### Ejercicio breve
Reescribe todos los registros siguientes cambiando "dropping" por "placing" y sin alterar nada más.

### Datos del ejercicio
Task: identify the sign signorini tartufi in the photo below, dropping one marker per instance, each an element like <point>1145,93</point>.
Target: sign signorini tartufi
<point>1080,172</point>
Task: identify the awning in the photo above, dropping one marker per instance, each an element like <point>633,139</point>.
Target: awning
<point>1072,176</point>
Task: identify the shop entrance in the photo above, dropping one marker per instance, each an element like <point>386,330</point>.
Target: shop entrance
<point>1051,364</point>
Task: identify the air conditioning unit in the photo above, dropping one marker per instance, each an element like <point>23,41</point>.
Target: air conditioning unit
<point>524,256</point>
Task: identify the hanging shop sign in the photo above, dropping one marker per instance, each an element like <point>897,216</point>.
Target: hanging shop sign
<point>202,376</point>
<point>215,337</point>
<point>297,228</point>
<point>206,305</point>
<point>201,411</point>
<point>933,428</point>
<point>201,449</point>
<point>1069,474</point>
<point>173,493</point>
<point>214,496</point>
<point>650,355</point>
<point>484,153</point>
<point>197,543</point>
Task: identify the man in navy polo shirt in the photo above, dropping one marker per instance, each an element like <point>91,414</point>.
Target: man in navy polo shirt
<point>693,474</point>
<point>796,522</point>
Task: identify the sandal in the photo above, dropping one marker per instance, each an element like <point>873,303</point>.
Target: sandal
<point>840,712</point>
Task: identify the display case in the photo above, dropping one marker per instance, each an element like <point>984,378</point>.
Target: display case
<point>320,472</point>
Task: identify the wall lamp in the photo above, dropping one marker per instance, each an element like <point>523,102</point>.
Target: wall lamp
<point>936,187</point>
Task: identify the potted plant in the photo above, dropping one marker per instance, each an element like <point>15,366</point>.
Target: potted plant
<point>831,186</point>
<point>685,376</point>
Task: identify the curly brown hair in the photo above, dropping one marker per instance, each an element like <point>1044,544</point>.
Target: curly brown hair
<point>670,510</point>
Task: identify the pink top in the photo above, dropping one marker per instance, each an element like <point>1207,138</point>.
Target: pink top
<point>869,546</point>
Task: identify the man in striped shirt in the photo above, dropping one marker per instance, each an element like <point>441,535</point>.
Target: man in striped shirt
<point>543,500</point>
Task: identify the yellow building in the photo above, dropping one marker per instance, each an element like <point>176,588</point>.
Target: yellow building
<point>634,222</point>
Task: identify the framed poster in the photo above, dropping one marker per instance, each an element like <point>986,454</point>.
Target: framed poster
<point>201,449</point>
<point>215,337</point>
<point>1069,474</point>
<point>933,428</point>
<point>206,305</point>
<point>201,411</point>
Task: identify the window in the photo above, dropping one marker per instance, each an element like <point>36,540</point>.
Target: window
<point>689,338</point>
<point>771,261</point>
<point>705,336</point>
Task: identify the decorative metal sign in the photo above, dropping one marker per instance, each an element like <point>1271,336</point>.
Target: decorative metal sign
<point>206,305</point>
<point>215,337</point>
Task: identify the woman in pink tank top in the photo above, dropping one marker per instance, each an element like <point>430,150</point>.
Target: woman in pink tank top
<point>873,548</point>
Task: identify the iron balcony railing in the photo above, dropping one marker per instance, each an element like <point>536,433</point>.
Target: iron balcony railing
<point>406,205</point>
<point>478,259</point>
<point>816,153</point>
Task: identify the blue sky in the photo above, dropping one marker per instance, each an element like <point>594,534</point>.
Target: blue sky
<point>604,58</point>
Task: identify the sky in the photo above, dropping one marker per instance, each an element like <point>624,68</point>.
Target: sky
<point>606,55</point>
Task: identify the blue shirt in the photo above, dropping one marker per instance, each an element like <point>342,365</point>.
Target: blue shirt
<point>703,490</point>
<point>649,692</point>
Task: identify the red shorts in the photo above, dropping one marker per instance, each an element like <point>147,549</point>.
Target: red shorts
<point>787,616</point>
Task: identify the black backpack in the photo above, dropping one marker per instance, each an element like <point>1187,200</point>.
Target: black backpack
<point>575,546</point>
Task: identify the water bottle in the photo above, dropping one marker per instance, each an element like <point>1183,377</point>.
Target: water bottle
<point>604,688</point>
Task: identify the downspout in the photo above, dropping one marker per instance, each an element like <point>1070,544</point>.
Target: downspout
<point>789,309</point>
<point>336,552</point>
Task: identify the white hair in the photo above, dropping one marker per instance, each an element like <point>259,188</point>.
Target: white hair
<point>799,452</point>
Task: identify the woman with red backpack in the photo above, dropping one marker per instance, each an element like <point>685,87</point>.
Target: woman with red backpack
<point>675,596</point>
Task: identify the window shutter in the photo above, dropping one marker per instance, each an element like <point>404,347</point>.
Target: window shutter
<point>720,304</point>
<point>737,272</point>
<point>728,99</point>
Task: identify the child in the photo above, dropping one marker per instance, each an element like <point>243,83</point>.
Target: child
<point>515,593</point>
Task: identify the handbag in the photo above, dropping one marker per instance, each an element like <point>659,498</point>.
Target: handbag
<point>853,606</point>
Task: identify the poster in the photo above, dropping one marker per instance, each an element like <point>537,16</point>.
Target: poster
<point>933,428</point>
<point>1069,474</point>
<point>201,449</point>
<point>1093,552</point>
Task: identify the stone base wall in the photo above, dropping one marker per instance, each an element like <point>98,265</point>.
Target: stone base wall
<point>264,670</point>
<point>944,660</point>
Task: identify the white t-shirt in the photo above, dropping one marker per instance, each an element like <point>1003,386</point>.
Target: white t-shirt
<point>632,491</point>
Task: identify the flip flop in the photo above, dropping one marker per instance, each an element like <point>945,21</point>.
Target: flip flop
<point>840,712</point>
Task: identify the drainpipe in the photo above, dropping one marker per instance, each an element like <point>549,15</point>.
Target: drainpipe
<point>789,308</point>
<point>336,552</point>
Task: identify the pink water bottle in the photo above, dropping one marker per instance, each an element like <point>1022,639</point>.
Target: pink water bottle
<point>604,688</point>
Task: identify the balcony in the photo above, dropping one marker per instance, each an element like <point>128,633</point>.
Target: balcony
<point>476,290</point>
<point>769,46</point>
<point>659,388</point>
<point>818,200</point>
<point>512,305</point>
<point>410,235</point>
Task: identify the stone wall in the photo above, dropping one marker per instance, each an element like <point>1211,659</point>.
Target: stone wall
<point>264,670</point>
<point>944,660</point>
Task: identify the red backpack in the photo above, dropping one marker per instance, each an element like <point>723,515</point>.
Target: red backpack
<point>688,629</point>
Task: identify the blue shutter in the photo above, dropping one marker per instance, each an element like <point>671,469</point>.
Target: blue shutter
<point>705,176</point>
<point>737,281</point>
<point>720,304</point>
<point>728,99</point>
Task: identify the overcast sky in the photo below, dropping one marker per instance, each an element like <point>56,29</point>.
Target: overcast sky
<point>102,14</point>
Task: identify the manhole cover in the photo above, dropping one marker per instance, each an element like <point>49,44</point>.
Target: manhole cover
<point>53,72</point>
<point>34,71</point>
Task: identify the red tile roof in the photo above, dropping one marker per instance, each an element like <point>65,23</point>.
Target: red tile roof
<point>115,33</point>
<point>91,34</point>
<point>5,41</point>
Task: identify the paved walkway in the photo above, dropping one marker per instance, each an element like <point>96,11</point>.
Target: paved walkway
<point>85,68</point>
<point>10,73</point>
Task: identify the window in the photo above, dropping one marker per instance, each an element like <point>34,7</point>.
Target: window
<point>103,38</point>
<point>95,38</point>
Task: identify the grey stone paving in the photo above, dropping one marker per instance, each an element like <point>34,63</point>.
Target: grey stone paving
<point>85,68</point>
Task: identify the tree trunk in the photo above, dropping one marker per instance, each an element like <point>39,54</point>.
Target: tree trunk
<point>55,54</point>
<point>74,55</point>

### Respuesta a continuación
Task: identify the sign signorini tartufi in the photo below, placing one marker per instance, each an element like <point>1145,93</point>.
Target: sign signorini tartufi
<point>1080,172</point>
Task: identify the awning in the photo above, placing one marker per instance, each an element like <point>633,139</point>.
Target: awning
<point>1072,176</point>
Task: identify the shop entrance in the photo above, placing one marker per instance, each an element like <point>386,330</point>.
Target: shop entrance
<point>1051,364</point>
Task: identify the air conditioning unit in the photo above, placing one marker per instance, each an element like <point>23,41</point>.
Target: air conditioning unit
<point>524,256</point>
Task: identify the hanging shop sign in the photo above, placing one marker per instance, each an element like <point>897,216</point>.
Target: hanging shop sign
<point>202,376</point>
<point>215,337</point>
<point>297,228</point>
<point>206,305</point>
<point>201,411</point>
<point>933,428</point>
<point>201,449</point>
<point>1069,474</point>
<point>173,493</point>
<point>214,496</point>
<point>650,355</point>
<point>484,153</point>
<point>197,543</point>
Task: identify the man in navy polo shirt in the photo above, placing one marker per instance, each an element like <point>91,414</point>.
Target: man in navy polo shirt
<point>693,474</point>
<point>796,522</point>
Task: identify the sandal in the photo above, placing one marker per instance, each an element like <point>873,303</point>.
Target: sandal
<point>840,712</point>
Task: identify the display case in the photo above, placing one marker per instance, each an element like <point>984,378</point>.
Target: display case
<point>320,472</point>
Task: identify the wall lamp in the photo above, placing one marker per instance, each an element like <point>523,102</point>.
Target: wall lamp
<point>936,187</point>
Task: identify the potted plant in the photo above, placing one marker per instance, each an element like <point>15,366</point>.
Target: potted plant
<point>831,186</point>
<point>685,376</point>
Task: identify the curly brown hair in the photo above, placing one marker per instance, each an element like <point>1044,544</point>.
Target: curly brown hair
<point>670,510</point>
Task: identify the pink top in the photo above, placing one marker per instance, each an element like <point>1207,138</point>.
Target: pink top
<point>869,546</point>
Task: identify the man in striped shirt in the photo above, placing one marker per instance, each an element like <point>441,535</point>.
Target: man in striped shirt
<point>543,500</point>
Task: identify the yellow building in the photo above, placing one marker per instance, each an element like <point>176,588</point>.
Target: yellow building
<point>634,222</point>
Task: identify the framed poster in the photo above, placing one marker per instance, each an element like <point>986,454</point>.
Target: framed poster
<point>201,449</point>
<point>215,337</point>
<point>1069,474</point>
<point>933,428</point>
<point>206,305</point>
<point>201,411</point>
Task: identify the window in the photo above, placing one marker per instance, each an element like <point>36,540</point>.
Target: window
<point>689,338</point>
<point>771,261</point>
<point>705,336</point>
Task: identify the decorative metal sign in the photo above, placing one marker per instance, each an element like <point>1271,336</point>.
Target: decorative metal sign
<point>206,305</point>
<point>215,337</point>
Task: identify the woman in pink tank top in the photo above, placing one marker per instance, each an element like <point>430,150</point>.
Target: woman in pink tank top
<point>873,548</point>
Task: identify the iron balcony railing in the photo above, placing one marker per instance, each an element like <point>536,433</point>.
Target: iron balcony railing
<point>406,205</point>
<point>478,259</point>
<point>816,153</point>
Task: identify the blue sky in the photo above, placing one marker per instance, each an element like <point>594,534</point>.
Target: blue sky
<point>604,58</point>
Task: identify the sky in the photo above, placing one marker per instance, each an element like <point>624,68</point>.
Target: sky
<point>606,55</point>
Task: identify the blue shirt in the photo above, placing one marker per instance, each an element like <point>342,365</point>.
Target: blue shirt
<point>703,490</point>
<point>649,692</point>
Task: identify the red shorts in the photo above, placing one marker per instance, each an element like <point>147,549</point>.
Target: red shorts
<point>787,616</point>
Task: identify the black backpack in the photo above, placing one marker per instance, each an element like <point>1187,200</point>.
Target: black backpack
<point>575,546</point>
Task: identify the water bottle in the photo above, placing one marker per instance, each an element like <point>1183,377</point>.
Target: water bottle
<point>604,688</point>
Task: identify the downspout in the photo above, placing one marker per instance, each an element like <point>1070,544</point>.
Target: downspout
<point>789,309</point>
<point>336,552</point>
Task: identify the white hair in the photo above, placing one marker per instance, each an element like <point>259,188</point>.
Target: white hair
<point>799,452</point>
Task: identify the woman with red backpack in the photo above, placing one marker per instance, each an element like <point>685,87</point>.
Target: woman with red backpack
<point>675,596</point>
Task: identify the window shutter in the photo above, placing one marker per instance, each an element like <point>404,347</point>.
Target: window shutter
<point>720,304</point>
<point>737,272</point>
<point>728,99</point>
Task: identify the child in the photo above, placing one marker per instance, each an element like <point>243,83</point>.
Target: child
<point>515,593</point>
Task: identify the handbag in the photo above, placing one marker per instance, each an element like <point>659,498</point>.
Target: handbag
<point>853,606</point>
Task: identify the poster in the photo above, placing one marker per instance, each an element like <point>537,16</point>.
Target: poster
<point>933,428</point>
<point>1069,474</point>
<point>201,449</point>
<point>1093,552</point>
Task: identify the stone base wall in the photo above, placing one marker per instance, each an element like <point>98,265</point>.
Target: stone base wall
<point>264,670</point>
<point>944,660</point>
Task: identify the white t-shirt in the photo above, placing one marker per instance, each an element like <point>1003,386</point>.
Target: white t-shirt
<point>632,491</point>
Task: identify the flip flop in the photo above, placing one marker per instance, each an element like <point>945,21</point>.
Target: flip flop
<point>840,712</point>
Task: identify the drainpipe in the photo above, placing one marker per instance, each an element like <point>549,15</point>.
Target: drainpipe
<point>789,308</point>
<point>336,552</point>
Task: identify the pink water bottle in the photo above, placing one marker per instance, each an element like <point>1022,639</point>.
Target: pink water bottle
<point>604,688</point>
Task: identify the balcony in the photo above, placing one marker per instance, each an element like <point>128,633</point>.
Target: balcony
<point>476,290</point>
<point>769,46</point>
<point>659,388</point>
<point>818,200</point>
<point>512,305</point>
<point>410,235</point>
Task: identify the stone wall in the photo above, placing one marker per instance, each an element like <point>1211,659</point>.
Target: stone wall
<point>264,670</point>
<point>944,660</point>
Task: identify the red backpack in the photo above, placing one marker per instance, each an element like <point>723,515</point>.
Target: red backpack
<point>688,629</point>
Task: identify the blue shutter in the photo above, placing one marker per instance, each an element like <point>671,469</point>.
Target: blue shutter
<point>705,176</point>
<point>737,281</point>
<point>720,304</point>
<point>728,99</point>
Task: identify the overcast sky in the photo below, placing one marker per instance, each an element like <point>56,29</point>.
Target: overcast sky
<point>102,14</point>
Task: identify the manhole cover in the photo above, placing one marker per instance, each an element like <point>49,44</point>.
Target: manhole cover
<point>53,72</point>
<point>34,71</point>
Task: identify the red tile roof in the photo above, placing one marker per instance, each an element like <point>65,23</point>.
Target: red tile roof
<point>115,33</point>
<point>91,34</point>
<point>5,41</point>
Task: identify the paved walkway in the photo above, placing one marker per instance, each an element like <point>96,11</point>.
Target: paved walkway
<point>85,68</point>
<point>10,73</point>
Task: identify the window in the photo above, placing one marker per instance, each an element like <point>34,7</point>.
Target: window
<point>103,38</point>
<point>95,38</point>
Task: identify the grey stone paving in the photo above, placing one marker per instance, each an element like <point>34,63</point>.
Target: grey stone paving
<point>85,68</point>
Task: identify the tree trunk in the photo above, placing one marker per instance, each an element like <point>39,54</point>.
Target: tree trunk
<point>55,54</point>
<point>74,55</point>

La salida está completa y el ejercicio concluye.